Exercise instructions: Can you output every one of the rows below word for word, leaving the pictures out?

### Exercise material

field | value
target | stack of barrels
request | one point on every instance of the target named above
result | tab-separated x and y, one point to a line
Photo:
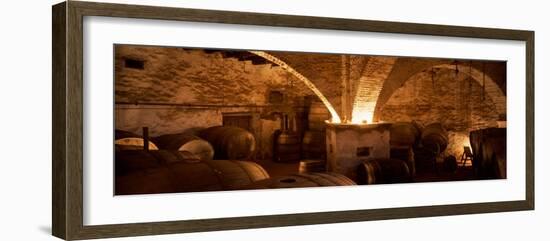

######

Finished task:
field | value
target | stack of barrels
request | one point on every instance of the target named above
result | tab-separated x and y, one point to a line
Photo:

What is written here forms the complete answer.